• [WORK INSTRUCTIONS]
- 1) Answer these about the news article on the South Korean acting justice minister:
(a) Since when has Lee Chang-jae been acting head of the justice ministry?
(b) What did Ahn Tae-geun earlier claim the money given to prosecutors was?
(c) Who is chief of the Seoul district prosecutors' office?
- 2) How would you continue the news report on the South Korean acting justice minister's resignation offer from its last sentence?

• [SOURCE EXCERPT]
South Korea's acting justice minister offered to resign Friday, one day after the ministry and state prosecutors launched internal corruption investigations into their own officials, who are suspected of intentional negligence to afford leniency toward a former presidential secretary.

"I did my best to maintain law and order as acting justice minister amid a national crisis. But I decided to step down believing I must be the first one to give up what I have in order to win the people's trust in regard to the recent incident," Lee Chang-jae said.

Lee, a vice minister, has been serving as an acting head of the justice ministry since late November when former minister Kim Hyun-woong stepped down, citing the then ongoing investigations against the person who had appointed him to the top judiciary post, Park Geun-hye.

This image shows justice ministry official Ahn Tae-geun (R) and Lee Young-ryeol, chief of the Seoul district prosecutors' office, who face internal investigations on suspicions of illicit favors for a former presidential secretary currently facing trial on charges of negligence and abuse of power. (Yonhap)

Lee's resignation offer came one day after the ministry launched an internal investigation against a ranking ministry official, Ahn Tae-geun, over providing what he earlier claimed to be cash bonuses to prosecutors who had questioned a former prosecutor and the former president's top aide for civil affairs, Woo Byung-woo.

The money, however, is widely considered kickbacks for their failure to have Woo detained.

• [GIVEN INFORMATION]

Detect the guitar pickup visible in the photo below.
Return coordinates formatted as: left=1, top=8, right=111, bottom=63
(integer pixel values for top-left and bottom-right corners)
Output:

• [THE REPLIES]
- 1)
(a) Since late November, when former minister Kim Hyun-woong stepped down.
(b) Cash bonuses.
(c) Lee Young-ryeol.

- 2)
The former chief secretary for civil affairs to Park currently faces a trial on several charges that include abuse of power. But he is one of a very few to face trial without physical detention in relation to the corruption scandal involving the former president and her longtime friend Choi Soon-sil.

Many believe the prosecution's failure to detain Woo may have been intentional.

Such suspicions have apparently prompted President Moon Jae-in to order a special investigation.

The justice ministry launched a 10-person team Thursday to investigate Ahn and others involved in the incident.

The state prosecutors' office has also set up a 12-person team to question its own officials, including Lee Young-ryeol, chief of the Seoul district prosecutors' office.

The investigation teams were said earlier to have demanded a written report from each and every person involved.

On Friday, the president sacked both Ahn and Lee from their current posts without accepting their resignations offered the previous day.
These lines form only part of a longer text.